# [Exercises to complete]
**a.** Answer these from the power bank endurance post:
(i) How many charge-discharge cycles from new does this part reach?
(ii) What is the total data loss after the further 50 runs?
(iii) Within what temperature range did the author try to keep the test?
**b.** Reproduce the passage of the power bank endurance post starting at "Experiments never stop" and ending at "into uncharted waters.".

# [Text shown]
Power Bank Endurance Test – Hillo Power Jin Gangxia (Part 10)

Experiments never stop around here, and I’m pleased to present the tenth installment in this series of posts about the capacity degradation of a lithium-polymer based power bank as a function of charge-discharge cycle. This tenth part represents another increase of 50 cycles from the last report, for a total of 516 from new, or 500 from the commencement of the experiment. The power bank has reached and exceeded the 300 to 500 cycle lifetime commonly quoted for lithium-chemistry batteries, and thus we are now into uncharted waters.

Results

A further 50 runs was accomplished with no loss of data, resulting in a reduction of data loss to 0.8% total. The increased variability continues to be displayed, with a less clear downward trend.

effective-capacity-graph19

The variation seems to have exceeded 100mAh in some cases, and I have several hypotheses which could possibly explain this:

  • Increased internal resistance and contact resistance, as alluded to in the previous part.
  • Increased dwell time after full charge before testing, as during this test segment, testing of this power bank was interleaved with the Mi 16000mAh power bank, thus some times the power bank was sitting at “full charge” attached to the charger for a day before it was actually tested. This dwell time might have resulted in some loss of charge, which reduced towards the last 15 runs, when no more interleaved testing was undertaken as the Mi had finished its testing.
  • Inconsistent charge termination and discharge termination from temperature variation – Sydney is in the middle of a cold spell, and despite my best efforts to keep the temperature to within 21 +/- 5 degrees C, this temperature variation could be enough to cause charging or discharging to be affected.

# [Information shown]
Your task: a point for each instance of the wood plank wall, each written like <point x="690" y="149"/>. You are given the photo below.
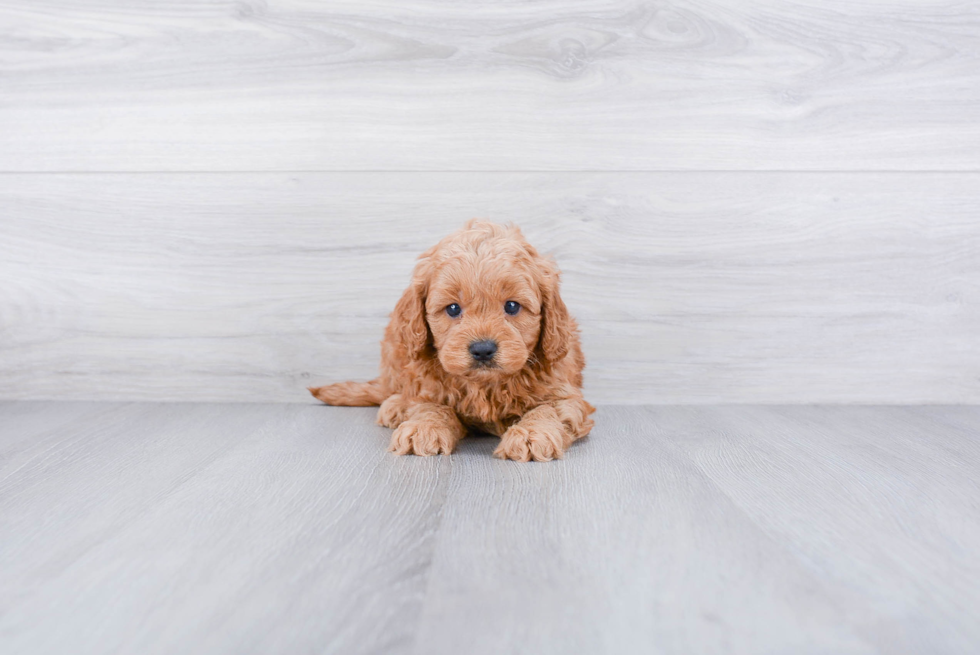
<point x="751" y="201"/>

# [Task-by-task answers]
**a.**
(i) 516
(ii) 0.8%
(iii) 21 +/- 5 degrees C

**b.**
Experiments never stop around here, and I’m pleased to present the tenth installment in this series of posts about the capacity degradation of a lithium-polymer based power bank as a function of charge-discharge cycle. This tenth part represents another increase of 50 cycles from the last report, for a total of 516 from new, or 500 from the commencement of the experiment. The power bank has reached and exceeded the 300 to 500 cycle lifetime commonly quoted for lithium-chemistry batteries, and thus we are now into uncharted waters.